◆ Prompt A
Answer these questions about the travel text on Spain's beaches and siesta, one answer per line:
(i) What does Don eat while sitting by the beach?
(ii) In which three countries was there very little topless sunbaking?
(iii) What happens on the beach at midday?
◆ Prompt B
Write the next few sentences of the travel text on Spain's beaches and siesta, following on from its last sentence.

Don has been on a mission to try all the local and/or national specialties and drink the local beer and wine. Churros being one of his favourite spanish delights, he is excited to find a street side van selling freshly cooked spanish donuts. Don, is in foodie heaven, sitting by the beach devouring his chocolate covered churros. All too sweet and sugary for me.

The beaches are crowded and the women predominately topless. I only make the comment from observation, as through Turkey, Greece and Croatia there was very little topless sunbaking, though you could always find a designated nudist area.

At midday the beach is vacated; the spanish like the french, love lunch and everyone packs up and heads off to eat and have a siesta, returning for the late afternoon; relaxing on the beach until the sun sets.

We have a frustrated love for the siesta tradition and in general, the work hours in Europe.

There is immense respect that much of this part of the world has not caved into spinning the wheel faster and faster. I could point out that this also coincides with deteriorating economic states for these countries and many others across Europe. But the question is – who has got it right?

Everyone stops for lunch; children go home from school and spend it with parents, or relatives. People stop and appreciate life, they know their neighbours, they sit and talk, chew the fat and solve the problems of the world together.

◆ Data shown
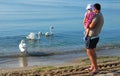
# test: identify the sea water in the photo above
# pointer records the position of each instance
(19, 18)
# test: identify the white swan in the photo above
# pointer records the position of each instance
(49, 33)
(31, 36)
(22, 46)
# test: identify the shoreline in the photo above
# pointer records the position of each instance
(106, 66)
(77, 61)
(51, 60)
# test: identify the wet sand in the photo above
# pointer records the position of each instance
(27, 65)
(51, 60)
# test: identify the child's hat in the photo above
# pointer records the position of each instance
(89, 6)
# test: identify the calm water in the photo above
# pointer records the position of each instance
(19, 18)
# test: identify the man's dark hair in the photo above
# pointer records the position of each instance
(97, 6)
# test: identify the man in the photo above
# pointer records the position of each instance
(93, 38)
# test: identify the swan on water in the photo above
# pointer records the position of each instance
(49, 33)
(22, 46)
(31, 36)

◆ Exercise result A
(i) Chocolate covered churros.
(ii) Turkey, Greece and Croatia.
(iii) It empties as everyone packs up and goes off to eat lunch and have a siesta.

◆ Exercise result B
There is an overwhelming sense of family, community, companionship and love of life, no matter how simple it is. People greet each other, and us, in the streets. We’ve entered restaurants where the other patrons welcome you as you sit down. Leave the butcher, and the other customers bid you a good day as well.

Our frustration usually starts when we arrive somewhere between 12 to 2pm and want to gather some information and pick up a map of the area from the tourist office.  No, it’s shut, everyone’s at lunch!

And try being a tourist on weekends.  Retail shuts down from midday Saturday until Monday morning. Being a tourist on a weekend can be near impossible.   We have also learnt to watch the fuel gauge. Petrol stations switch to ‘pay at pump’ mode on weekends and we discovered that this meant our credit cards are usually rejected. Having come close a few times we ensure we fill-up before the weekend.

But, the pace of life seems to tick just that little bit slower and I like it.